**Problem A**
According to the AKAIO 1.8 forum thread, what should someone do if Animal Crossing shows a black screen while anti-piracy bypass is enabled by default?
**Problem B**
Extend the AKAIO 1.8 forum thread with a few more replies that follow its final post.

**Document passage**

⁂

EDIT: I can confirm that those with Pokemon SD issues, can worry no mroe as they it works in AKAIO 1.8 with AAP disabled.


----------



## CookiesMilk (Oct 15, 2010)

Noooo... Why Animal Crossing suddenly doesn't work? Black screen when I run the game...


----------



## Masked Ranger (Oct 15, 2010)

And there was much rejoicing!!


----------



## azure0wind (Oct 15, 2010)

can someone tell me what do the meaning of:
- We have complete control of your cheats. Be afraid.
:/


----------



## Taboo'd (Oct 15, 2010)

Masked Ranger said:
			
		

> And there was much rejoicing!!


Indeed.

It's also good to know they included an AP bypass, so we won't have to rely for fixes for new roms that wont work.
Those months on wait sure paid off.


----------



## Depravo (Oct 15, 2010)

CookiesMilk said:
			
		

> Noooo... Why Animal Crossing suddenly doesn't work? Black screen when I run the game...


Do you have bypass anti-piracy enabled as default? If so then turn it off on the ROM settings for Animal Crossing.


----------



## wesley0104 (Oct 15, 2010)

DAMN YOU Super Scribblenauts, Even with akaio 1.8 you still laugh at my face !! XD


----------



## CookiesMilk (Oct 15, 2010)

Depravo said:
			
		

> CookiesMilk said:
> 
> 
> 
> ...


Hey... It actually worked man... Thank you very much!! *Salutes*


----------



## craplame (Oct 15, 2010)

Yay, this is already a great day. :') Thanks so much AKAIO team. You're amazing.


----------



## Depravo (Oct 15, 2010)

CookiesMilk said:
			
		

> Depravo said:
> 
> 
> 
> ...


Which is why I asked earlier if anyone has a list of games that require the new AAP to work. I'd rather only activate it for specific ROMs rather than have it permanently activated and risk conflicts such as these.

So far the list is -
Super Scribblenauts - AAP must be *ON*
Animal Crossing - AAP must be *OFF*

People can feel free to add any more.


----------



## wesley0104 (Oct 15, 2010)

[/quote]
Which is why I asked earlier if anyone has a list of games that require the new AAP to work. I'd rather only activate it for specific ROMs rather than have it permanently activated and risk conflicts such as these.

So far the list is -
Super Scribblenauts - AAP must be *ON*
Animal Crossing - AAP must be *OFF*

People can feel free to add any more.
[/quote]

I've switched it to on for super scribblenauts but still loops


----------



## CookiesMilk (Oct 15, 2010)

Why the Super Scribblenauts won't start up ?! The screen keep resets and a shadow keep pass by... WHAT THE HELL? How to pass that screen !?

⁂

**Data extract**

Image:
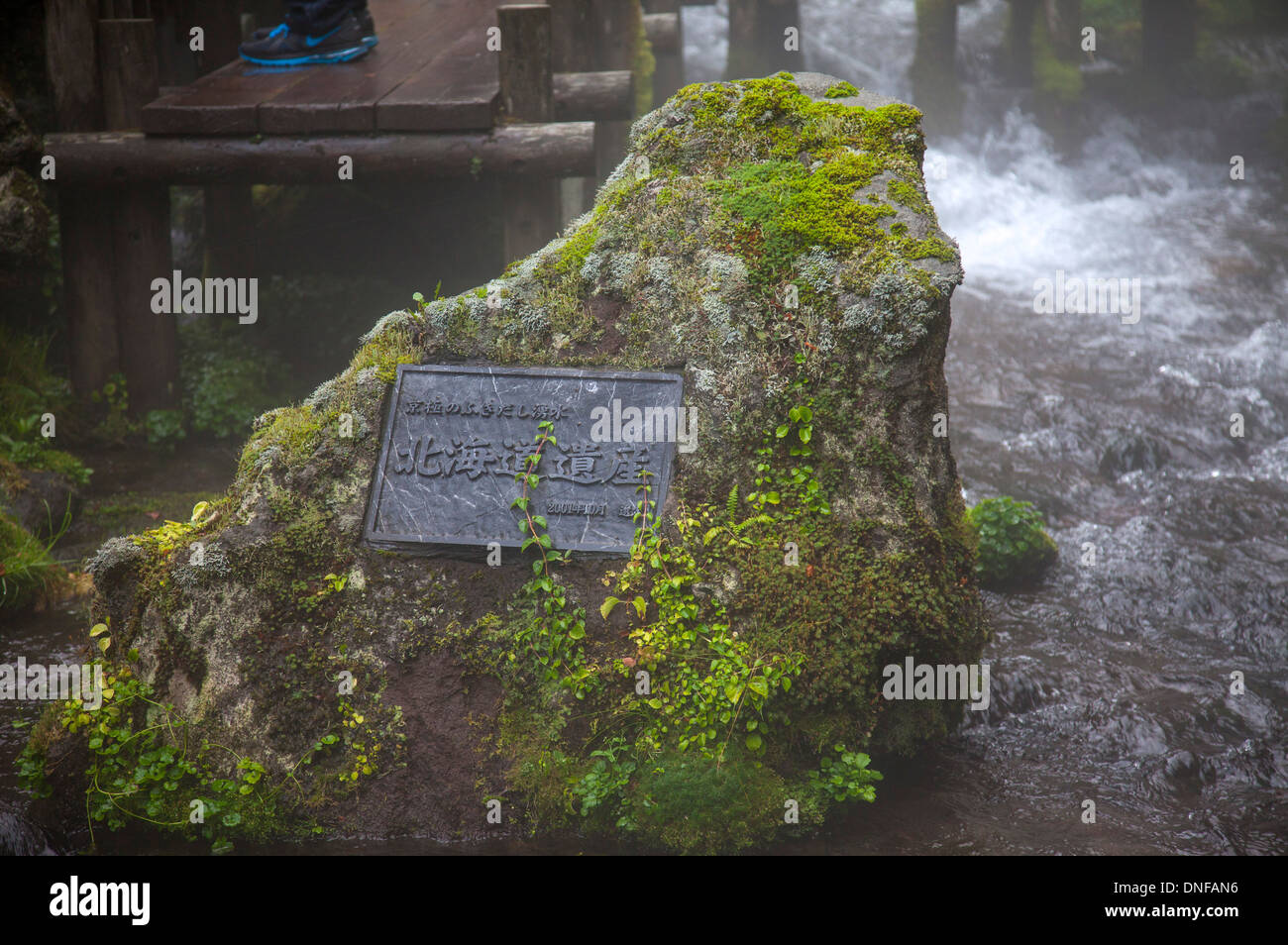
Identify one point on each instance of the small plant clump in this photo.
(1014, 548)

⁂

**Written response A**
Turn off bypass anti-piracy in the ROM settings for Animal Crossing.

**Written response B**
----------



## shineaway (Oct 15, 2010)

Thanks too normmatt and bunnyboy for this release ;]


----------



## windwakr (Oct 15, 2010)

Thanks Normmatt and anyone else who worked on it.


----------



## dekuleon (Oct 15, 2010)

Finally!!!

Thankyou very much for your work guys, I really apreciate it!!

Now I can proudly say again that i'm an Acekard 2.1 owner, heheeh!

God bless you all, amen!


----------



## iFish (Oct 15, 2010)

Thank you so much ^ ^

We are now past the year mark for AKAIO 1.5


----------



## Strider (Oct 15, 2010)

CookiesMilk said:
			
		

> Why the Super Scribblenauts won't start up ?! The screen keep resets and a shadow keep pass by... WHAT THE HELL? How to pass that screen !?



You fail at piracy.


----------



## Joltlord (Oct 15, 2010)

Strider said:
			
		

> CookiesMilk said:
> 
> 
> 
> ...



Not really I had the AP thing on and all I got was the shadow screen


----------



## Strider (Oct 15, 2010)

He didn't even say that.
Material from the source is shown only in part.